----- MATERIAL FOR THE TASK

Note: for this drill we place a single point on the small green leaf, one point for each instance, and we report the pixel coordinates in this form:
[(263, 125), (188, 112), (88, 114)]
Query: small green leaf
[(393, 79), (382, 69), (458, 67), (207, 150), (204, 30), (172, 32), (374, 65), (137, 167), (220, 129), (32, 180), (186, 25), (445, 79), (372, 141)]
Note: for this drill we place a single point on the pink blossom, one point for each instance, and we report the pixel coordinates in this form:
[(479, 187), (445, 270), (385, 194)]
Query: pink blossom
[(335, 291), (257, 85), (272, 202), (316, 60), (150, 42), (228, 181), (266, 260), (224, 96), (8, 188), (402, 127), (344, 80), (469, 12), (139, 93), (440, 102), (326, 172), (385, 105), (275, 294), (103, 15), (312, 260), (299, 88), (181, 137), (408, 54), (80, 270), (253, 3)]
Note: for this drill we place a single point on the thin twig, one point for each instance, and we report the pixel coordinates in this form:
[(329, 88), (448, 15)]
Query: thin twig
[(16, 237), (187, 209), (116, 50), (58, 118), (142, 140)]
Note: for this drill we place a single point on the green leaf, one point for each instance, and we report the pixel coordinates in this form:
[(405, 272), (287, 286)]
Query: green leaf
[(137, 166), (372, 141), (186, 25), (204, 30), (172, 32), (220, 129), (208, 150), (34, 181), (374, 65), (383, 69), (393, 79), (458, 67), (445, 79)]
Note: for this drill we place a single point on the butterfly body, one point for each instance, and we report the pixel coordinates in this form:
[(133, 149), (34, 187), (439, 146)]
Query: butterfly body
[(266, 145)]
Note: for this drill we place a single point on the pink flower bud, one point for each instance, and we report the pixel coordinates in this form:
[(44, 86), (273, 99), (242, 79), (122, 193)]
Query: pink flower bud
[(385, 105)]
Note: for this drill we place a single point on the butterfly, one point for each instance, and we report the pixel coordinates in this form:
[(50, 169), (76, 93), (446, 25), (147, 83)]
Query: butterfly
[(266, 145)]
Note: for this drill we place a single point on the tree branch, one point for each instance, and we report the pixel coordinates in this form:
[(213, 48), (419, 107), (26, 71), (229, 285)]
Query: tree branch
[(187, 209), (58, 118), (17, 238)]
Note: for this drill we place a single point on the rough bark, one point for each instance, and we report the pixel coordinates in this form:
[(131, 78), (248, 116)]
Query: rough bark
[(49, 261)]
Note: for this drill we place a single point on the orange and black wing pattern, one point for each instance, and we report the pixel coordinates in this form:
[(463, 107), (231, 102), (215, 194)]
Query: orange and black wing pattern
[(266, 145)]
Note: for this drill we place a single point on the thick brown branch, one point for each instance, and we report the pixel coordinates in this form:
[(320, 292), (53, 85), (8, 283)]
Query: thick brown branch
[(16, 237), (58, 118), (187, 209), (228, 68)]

----------

### DESCRIPTION OF THE TASK
A full, exact repeat of the entries above is required.

### TASK SOLUTION
Note: for this drill we place a single point on the small green leaf, one point for each instance, and we report the pixel coordinates in this form:
[(263, 125), (188, 112), (88, 114)]
Query: small green leaf
[(393, 79), (382, 69), (458, 67), (207, 150), (204, 30), (172, 32), (374, 65), (137, 167), (220, 129), (32, 180), (186, 25), (445, 79), (372, 141)]
Note: for this drill we place a single point on the pink blossom, one point for each instance, and we report the pixel coordinates in this form:
[(479, 187), (445, 270), (385, 194)]
Query: pink blossom
[(335, 291), (257, 85), (272, 202), (316, 60), (150, 42), (228, 181), (266, 260), (224, 96), (8, 188), (402, 127), (344, 80), (469, 12), (139, 93), (440, 102), (326, 172), (385, 105), (275, 294), (103, 15), (312, 260), (299, 88), (181, 137), (408, 54), (80, 270), (253, 3)]
Note: for this drill we place a single point on the thin twig, one point for each instance, and we report the pixel coordinates in this form:
[(329, 88), (448, 15)]
Query: thin twig
[(16, 237), (187, 209), (116, 50), (58, 118), (142, 140)]
Note: for this drill we place a single point on the green leaf, one point for each instance, and we report the pixel coordinates in this form:
[(405, 272), (287, 286)]
Query: green leaf
[(137, 166), (372, 141), (186, 25), (204, 30), (172, 32), (220, 129), (208, 150), (34, 181), (374, 65), (383, 69), (393, 79), (458, 67), (445, 79)]
Note: for this drill we place a single point on the butterfly body, one point for each instance, and we report the pixel coordinates in this form:
[(133, 149), (34, 187), (439, 146)]
Query: butterfly body
[(266, 145)]
Note: for this drill we place a single point on the pink flower bud, one point for each instance, and we report the pixel coordinates in this form:
[(44, 86), (273, 99), (242, 79), (122, 193)]
Query: pink flower bud
[(385, 105)]
Note: for this drill we place a single point on the butterfly, one point for each instance, and we report the pixel coordinates in this form:
[(50, 169), (76, 93), (446, 25), (147, 83)]
Query: butterfly
[(266, 145)]
Note: for this drill we place a single point on the tree branch, one point for each instance, and we report the pixel coordinates in this form:
[(213, 48), (419, 107), (26, 71), (229, 285)]
Query: tree branch
[(187, 209), (58, 118), (17, 238)]
Note: for this drill we place a single point on the rough bark, one point for each instance, and we report the pixel coordinates in this form:
[(131, 78), (248, 116)]
Query: rough bark
[(49, 261)]
Note: for this drill we place a single point on the orange and black wing pattern, one point for each instance, and we report the pixel coordinates in this form:
[(463, 107), (231, 102), (215, 194)]
Query: orange and black wing pattern
[(266, 145)]
Note: for this drill we place a single point on the thick brown branch, one point for each instance, and we report the pixel coordinates in this form:
[(320, 292), (53, 85), (8, 283)]
Query: thick brown branch
[(16, 237), (58, 118), (187, 209), (228, 68)]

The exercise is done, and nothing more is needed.